PROBLEM REQUIREMENTS
Rewrite the rows from the start through the line containing "[(811, 169)]", inclusive, changing "smoke trail" to "exhaust plume" and keeping everything else the same. Leave the pictures out.

#####

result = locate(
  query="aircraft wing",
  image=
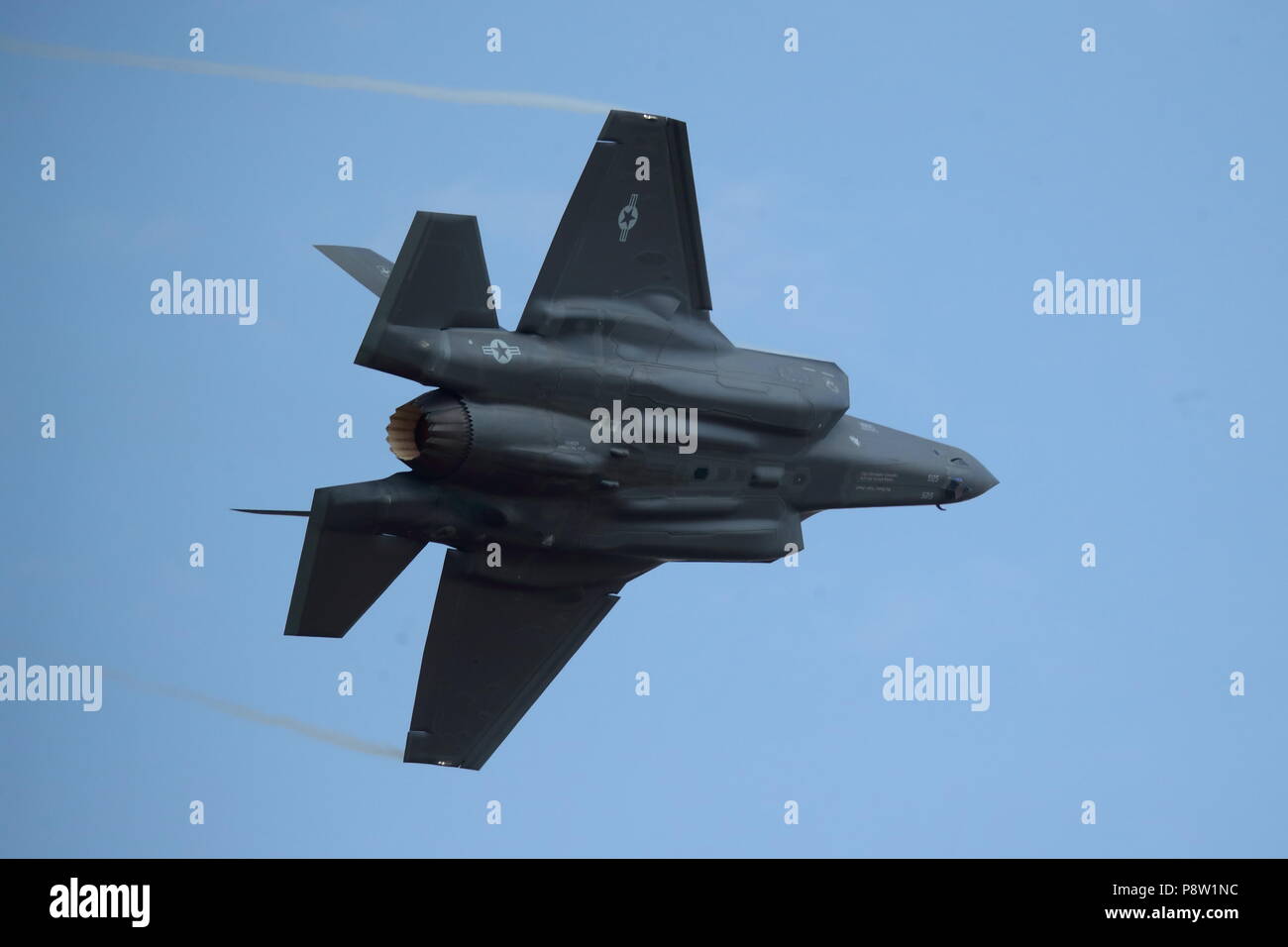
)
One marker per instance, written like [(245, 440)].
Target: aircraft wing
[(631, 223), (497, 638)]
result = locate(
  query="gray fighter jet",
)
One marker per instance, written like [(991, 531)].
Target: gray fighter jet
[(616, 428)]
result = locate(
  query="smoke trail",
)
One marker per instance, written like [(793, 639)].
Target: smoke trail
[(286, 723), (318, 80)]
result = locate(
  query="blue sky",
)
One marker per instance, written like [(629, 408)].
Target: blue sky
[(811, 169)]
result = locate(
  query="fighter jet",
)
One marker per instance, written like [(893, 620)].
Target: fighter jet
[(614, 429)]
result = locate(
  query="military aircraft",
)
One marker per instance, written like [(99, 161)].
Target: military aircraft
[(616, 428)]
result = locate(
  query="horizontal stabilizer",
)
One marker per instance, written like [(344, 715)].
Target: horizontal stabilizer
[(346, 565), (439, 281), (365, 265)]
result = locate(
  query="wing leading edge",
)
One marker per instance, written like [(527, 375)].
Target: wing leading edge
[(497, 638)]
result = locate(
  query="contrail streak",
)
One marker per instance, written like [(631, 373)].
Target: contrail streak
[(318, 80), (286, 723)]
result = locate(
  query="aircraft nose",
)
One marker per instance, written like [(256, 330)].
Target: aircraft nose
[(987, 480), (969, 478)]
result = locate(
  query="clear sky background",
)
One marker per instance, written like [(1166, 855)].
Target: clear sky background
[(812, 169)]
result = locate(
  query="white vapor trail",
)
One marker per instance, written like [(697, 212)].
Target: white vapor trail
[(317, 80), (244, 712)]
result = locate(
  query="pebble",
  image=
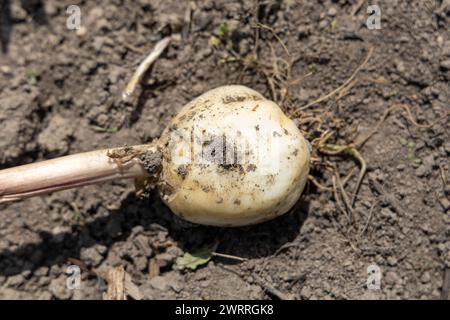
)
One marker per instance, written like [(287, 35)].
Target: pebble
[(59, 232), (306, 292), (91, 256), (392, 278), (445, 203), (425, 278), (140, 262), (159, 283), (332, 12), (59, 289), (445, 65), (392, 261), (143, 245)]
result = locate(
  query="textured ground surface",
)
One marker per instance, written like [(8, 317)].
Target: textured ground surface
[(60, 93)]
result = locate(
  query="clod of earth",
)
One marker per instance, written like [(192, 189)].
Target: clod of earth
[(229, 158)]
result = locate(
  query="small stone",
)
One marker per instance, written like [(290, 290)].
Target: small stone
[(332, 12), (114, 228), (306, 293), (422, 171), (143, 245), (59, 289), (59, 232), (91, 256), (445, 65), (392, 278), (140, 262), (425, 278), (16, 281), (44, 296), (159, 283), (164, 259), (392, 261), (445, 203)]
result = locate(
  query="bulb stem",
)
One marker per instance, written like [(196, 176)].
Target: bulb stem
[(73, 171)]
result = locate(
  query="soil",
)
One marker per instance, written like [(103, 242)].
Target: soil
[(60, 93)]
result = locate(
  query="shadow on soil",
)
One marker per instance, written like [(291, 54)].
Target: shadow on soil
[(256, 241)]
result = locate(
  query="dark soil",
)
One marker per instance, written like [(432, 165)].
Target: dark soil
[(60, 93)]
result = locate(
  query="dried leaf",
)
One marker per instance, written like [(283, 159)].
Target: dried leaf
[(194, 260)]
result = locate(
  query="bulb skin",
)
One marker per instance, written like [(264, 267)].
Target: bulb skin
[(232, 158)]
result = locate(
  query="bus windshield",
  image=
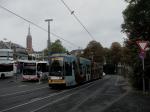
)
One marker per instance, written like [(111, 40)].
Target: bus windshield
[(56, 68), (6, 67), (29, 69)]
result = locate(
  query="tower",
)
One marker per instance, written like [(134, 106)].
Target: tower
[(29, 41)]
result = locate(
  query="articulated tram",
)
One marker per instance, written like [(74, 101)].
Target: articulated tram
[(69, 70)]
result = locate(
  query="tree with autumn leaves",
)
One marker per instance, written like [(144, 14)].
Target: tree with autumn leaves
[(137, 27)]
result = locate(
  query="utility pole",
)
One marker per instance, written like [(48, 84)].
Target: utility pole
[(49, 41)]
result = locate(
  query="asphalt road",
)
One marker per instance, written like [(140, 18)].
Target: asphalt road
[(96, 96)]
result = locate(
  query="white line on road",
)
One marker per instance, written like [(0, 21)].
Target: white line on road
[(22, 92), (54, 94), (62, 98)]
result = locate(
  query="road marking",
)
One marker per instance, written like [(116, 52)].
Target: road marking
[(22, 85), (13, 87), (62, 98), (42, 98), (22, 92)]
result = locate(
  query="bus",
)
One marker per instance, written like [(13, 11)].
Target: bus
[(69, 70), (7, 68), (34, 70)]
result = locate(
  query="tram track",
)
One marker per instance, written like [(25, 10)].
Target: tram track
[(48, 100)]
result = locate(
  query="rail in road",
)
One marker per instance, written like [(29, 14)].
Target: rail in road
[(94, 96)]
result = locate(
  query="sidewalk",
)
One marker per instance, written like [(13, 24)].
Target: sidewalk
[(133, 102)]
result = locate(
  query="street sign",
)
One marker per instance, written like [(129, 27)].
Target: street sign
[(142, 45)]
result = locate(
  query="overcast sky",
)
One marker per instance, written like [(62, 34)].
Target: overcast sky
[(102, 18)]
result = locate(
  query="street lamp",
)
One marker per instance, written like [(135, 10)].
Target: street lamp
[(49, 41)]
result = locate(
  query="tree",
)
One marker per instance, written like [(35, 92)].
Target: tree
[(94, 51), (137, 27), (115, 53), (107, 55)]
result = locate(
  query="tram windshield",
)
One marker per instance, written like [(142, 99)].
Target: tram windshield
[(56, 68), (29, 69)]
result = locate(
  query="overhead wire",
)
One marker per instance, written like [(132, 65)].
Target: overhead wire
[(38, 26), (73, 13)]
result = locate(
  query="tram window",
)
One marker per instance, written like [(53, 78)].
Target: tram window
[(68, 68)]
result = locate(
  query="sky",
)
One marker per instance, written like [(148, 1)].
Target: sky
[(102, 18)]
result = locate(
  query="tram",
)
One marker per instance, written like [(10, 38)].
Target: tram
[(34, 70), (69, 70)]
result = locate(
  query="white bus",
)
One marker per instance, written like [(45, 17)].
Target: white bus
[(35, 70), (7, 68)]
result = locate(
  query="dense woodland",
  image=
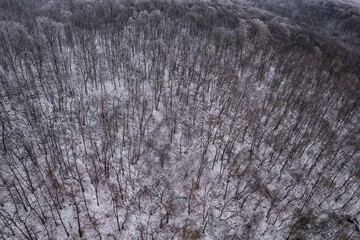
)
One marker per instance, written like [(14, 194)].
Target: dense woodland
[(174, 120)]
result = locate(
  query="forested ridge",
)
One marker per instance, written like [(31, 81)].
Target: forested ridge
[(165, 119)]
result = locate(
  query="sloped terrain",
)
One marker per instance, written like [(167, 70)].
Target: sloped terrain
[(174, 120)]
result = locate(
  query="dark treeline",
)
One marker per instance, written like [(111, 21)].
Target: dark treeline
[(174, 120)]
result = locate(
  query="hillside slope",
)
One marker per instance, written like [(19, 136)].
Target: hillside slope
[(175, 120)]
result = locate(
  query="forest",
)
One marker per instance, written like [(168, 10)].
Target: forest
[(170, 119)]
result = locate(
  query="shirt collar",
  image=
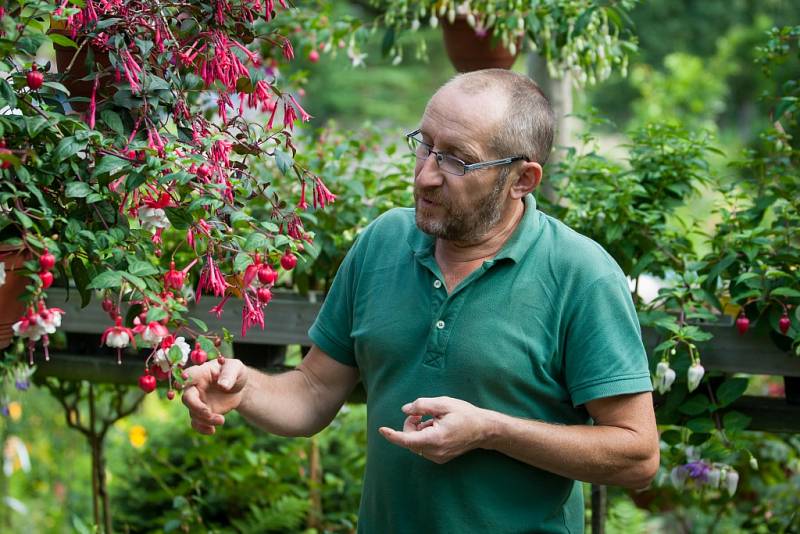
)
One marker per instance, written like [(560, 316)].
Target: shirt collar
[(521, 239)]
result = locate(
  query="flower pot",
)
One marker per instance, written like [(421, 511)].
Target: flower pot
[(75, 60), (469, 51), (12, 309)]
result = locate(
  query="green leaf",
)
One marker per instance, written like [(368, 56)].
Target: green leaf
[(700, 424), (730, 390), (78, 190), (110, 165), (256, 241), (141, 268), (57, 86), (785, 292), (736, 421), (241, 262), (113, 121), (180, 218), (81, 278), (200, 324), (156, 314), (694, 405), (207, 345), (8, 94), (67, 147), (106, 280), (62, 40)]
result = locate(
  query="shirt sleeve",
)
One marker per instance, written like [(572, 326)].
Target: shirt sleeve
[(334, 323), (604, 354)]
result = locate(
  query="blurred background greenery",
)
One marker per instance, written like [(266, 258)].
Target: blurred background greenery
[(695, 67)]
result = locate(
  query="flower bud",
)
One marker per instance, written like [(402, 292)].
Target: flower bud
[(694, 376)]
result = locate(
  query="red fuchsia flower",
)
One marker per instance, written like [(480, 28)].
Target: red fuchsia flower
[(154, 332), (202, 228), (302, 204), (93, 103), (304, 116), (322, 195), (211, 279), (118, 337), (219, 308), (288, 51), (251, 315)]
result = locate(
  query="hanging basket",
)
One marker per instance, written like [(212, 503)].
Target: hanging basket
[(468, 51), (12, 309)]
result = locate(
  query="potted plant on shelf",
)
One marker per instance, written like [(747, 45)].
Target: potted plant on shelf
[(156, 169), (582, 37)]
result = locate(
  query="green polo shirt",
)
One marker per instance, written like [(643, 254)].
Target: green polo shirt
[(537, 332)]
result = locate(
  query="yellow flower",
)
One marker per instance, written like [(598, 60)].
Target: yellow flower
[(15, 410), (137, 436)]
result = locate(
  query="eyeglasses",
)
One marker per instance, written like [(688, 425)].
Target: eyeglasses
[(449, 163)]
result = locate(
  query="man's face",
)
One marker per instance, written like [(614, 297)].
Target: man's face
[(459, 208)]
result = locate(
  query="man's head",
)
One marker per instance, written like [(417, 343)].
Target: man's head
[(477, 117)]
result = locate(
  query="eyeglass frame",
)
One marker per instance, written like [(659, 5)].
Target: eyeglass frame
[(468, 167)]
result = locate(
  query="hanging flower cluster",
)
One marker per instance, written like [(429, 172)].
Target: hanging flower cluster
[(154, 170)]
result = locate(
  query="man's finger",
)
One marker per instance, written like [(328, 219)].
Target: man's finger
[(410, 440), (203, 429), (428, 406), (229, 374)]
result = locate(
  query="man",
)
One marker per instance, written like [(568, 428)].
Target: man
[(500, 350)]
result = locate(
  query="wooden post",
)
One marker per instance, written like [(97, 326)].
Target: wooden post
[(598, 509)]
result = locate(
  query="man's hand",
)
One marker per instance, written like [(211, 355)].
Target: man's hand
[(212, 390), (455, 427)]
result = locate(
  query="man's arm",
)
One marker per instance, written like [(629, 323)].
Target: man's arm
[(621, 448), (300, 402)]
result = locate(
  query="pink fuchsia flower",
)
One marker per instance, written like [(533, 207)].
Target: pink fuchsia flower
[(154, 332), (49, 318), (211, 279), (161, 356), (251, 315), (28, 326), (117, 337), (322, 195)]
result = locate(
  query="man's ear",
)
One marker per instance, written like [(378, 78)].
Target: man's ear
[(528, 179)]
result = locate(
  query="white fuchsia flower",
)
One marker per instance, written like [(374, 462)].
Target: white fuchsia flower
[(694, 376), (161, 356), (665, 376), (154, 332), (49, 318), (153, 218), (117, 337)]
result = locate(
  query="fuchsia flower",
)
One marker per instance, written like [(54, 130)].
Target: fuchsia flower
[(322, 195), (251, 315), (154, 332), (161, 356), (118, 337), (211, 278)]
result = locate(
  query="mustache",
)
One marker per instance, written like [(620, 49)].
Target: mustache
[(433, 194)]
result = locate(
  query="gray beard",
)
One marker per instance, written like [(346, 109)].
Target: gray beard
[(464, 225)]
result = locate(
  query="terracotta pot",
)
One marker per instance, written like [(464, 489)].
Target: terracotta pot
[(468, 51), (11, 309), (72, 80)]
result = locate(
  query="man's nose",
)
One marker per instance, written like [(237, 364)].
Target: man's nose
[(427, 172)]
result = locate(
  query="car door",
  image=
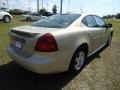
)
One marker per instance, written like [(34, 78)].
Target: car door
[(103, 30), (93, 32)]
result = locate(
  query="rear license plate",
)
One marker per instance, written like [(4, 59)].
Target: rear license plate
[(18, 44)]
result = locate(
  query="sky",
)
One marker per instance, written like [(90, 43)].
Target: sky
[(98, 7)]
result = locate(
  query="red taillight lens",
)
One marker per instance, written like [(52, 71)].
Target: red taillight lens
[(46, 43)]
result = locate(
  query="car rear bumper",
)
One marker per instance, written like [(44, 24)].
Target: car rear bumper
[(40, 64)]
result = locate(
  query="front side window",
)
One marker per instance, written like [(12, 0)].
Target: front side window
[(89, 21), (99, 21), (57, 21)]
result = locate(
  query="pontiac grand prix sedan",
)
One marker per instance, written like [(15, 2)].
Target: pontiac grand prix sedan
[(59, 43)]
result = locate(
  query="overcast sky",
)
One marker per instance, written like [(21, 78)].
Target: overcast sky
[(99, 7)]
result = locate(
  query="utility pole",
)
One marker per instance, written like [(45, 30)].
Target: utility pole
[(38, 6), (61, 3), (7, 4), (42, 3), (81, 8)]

#####

REPLY TO THE TASK
result = locate(
  query="aircraft wing",
  image=
)
One marker per instance, written like [(245, 440)].
Target: aircraft wing
[(631, 223), (497, 638)]
result = locate(
  query="gray fighter jet",
)
One marker per instance, written like [(991, 531)].
Target: gray fighter jet
[(616, 428)]
result = locate(
  query="exhaust plume",
)
One marker per instance, written like [(793, 639)].
Target: exhaust plume
[(286, 723), (318, 80)]
result = locate(
  query="blue sky",
)
One marker per instance, written like [(629, 408)].
Target: blue sky
[(811, 169)]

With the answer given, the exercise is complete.